__Exercise requirements__:
From the first line to the last, please write out the data exactly.

(Items listed in a dataset)

--- START ---

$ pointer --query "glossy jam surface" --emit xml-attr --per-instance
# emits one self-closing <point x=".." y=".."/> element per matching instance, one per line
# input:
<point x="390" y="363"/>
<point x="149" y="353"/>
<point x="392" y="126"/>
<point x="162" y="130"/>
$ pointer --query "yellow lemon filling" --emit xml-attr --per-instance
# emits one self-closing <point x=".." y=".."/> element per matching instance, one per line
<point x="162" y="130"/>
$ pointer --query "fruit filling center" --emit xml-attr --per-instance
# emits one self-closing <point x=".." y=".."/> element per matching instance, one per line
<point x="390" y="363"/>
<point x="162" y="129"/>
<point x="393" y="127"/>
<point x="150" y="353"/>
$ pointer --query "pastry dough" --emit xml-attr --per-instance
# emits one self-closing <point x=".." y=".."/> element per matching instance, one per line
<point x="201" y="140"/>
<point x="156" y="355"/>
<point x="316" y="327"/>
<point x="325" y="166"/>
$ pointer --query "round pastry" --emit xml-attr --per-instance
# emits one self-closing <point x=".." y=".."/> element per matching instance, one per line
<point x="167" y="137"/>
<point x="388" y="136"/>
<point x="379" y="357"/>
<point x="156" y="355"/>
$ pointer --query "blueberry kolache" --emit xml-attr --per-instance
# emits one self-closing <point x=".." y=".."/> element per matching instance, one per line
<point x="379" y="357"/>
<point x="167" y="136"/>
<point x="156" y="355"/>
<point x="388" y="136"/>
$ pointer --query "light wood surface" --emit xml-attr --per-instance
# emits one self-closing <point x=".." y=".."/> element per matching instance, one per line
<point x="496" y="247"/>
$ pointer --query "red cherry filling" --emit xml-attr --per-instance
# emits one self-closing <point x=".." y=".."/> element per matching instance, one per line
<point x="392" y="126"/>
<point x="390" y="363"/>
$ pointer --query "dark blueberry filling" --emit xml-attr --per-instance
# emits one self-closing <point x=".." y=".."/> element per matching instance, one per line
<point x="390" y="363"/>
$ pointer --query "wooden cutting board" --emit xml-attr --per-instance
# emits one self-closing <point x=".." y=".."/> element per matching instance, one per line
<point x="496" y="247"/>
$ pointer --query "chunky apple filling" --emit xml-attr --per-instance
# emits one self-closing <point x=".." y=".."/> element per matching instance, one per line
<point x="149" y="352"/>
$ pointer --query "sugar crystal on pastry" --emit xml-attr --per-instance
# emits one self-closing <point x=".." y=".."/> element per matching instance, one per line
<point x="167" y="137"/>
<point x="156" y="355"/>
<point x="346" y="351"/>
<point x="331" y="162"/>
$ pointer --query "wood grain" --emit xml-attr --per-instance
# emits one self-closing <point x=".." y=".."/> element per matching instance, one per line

--- END ---

__Written reply__:
$ pointer --query "glossy jam surface" --emit xml-attr --per-instance
# emits one self-closing <point x=".." y=".."/> element per matching instance, one per line
# input:
<point x="390" y="363"/>
<point x="149" y="353"/>
<point x="392" y="126"/>
<point x="162" y="130"/>
$ pointer --query "yellow lemon filling" --emit xml-attr --per-instance
# emits one self-closing <point x=".." y=".."/> element per matching instance, one per line
<point x="162" y="130"/>
$ pointer --query "fruit filling center" --emit xml-attr --per-instance
# emits one self-closing <point x=".." y=".."/> element per matching instance, one per line
<point x="390" y="363"/>
<point x="162" y="129"/>
<point x="393" y="127"/>
<point x="150" y="353"/>
$ pointer --query "pastry dough" --emit xml-attr --per-instance
# emits one self-closing <point x=".." y=".."/> element per matching instance, one per line
<point x="201" y="140"/>
<point x="156" y="355"/>
<point x="316" y="327"/>
<point x="325" y="166"/>
$ pointer --query "round pastry" --emit xml-attr --per-instance
# emits one self-closing <point x=".." y=".."/> element per matching instance, one per line
<point x="167" y="137"/>
<point x="388" y="136"/>
<point x="379" y="357"/>
<point x="156" y="355"/>
$ pointer --query "blueberry kolache" --emit xml-attr --per-instance
# emits one self-closing <point x=".." y=".."/> element per matching instance, one per line
<point x="379" y="357"/>
<point x="167" y="136"/>
<point x="156" y="355"/>
<point x="388" y="136"/>
$ pointer --query "light wood surface" --emit xml-attr --per-instance
# emits one self-closing <point x=".." y=".."/> element per matching instance, one per line
<point x="496" y="247"/>
$ pointer --query "red cherry filling" --emit xml-attr --per-instance
# emits one self-closing <point x=".." y=".."/> element per matching instance, one per line
<point x="392" y="126"/>
<point x="390" y="363"/>
$ pointer --query "dark blueberry filling" --emit xml-attr --per-instance
# emits one self-closing <point x=".." y=".."/> element per matching instance, one per line
<point x="390" y="363"/>
$ pointer --query "wooden cutting board" --emit xml-attr --per-instance
# emits one self-closing <point x=".." y=".."/> element per matching instance, one per line
<point x="496" y="247"/>
$ pointer --query "chunky apple filling" --emit xml-attr --per-instance
# emits one self-closing <point x=".." y=".."/> element per matching instance, one per line
<point x="149" y="352"/>
$ pointer --query "sugar crystal on pastry" --emit xml-attr --per-instance
# emits one self-closing <point x=".." y=".."/> element per matching instance, one per line
<point x="167" y="137"/>
<point x="156" y="355"/>
<point x="346" y="351"/>
<point x="331" y="162"/>
$ pointer --query "wood grain" --emit xml-attr --per-instance
# emits one self-closing <point x=".." y=".."/> element per matching instance, one per line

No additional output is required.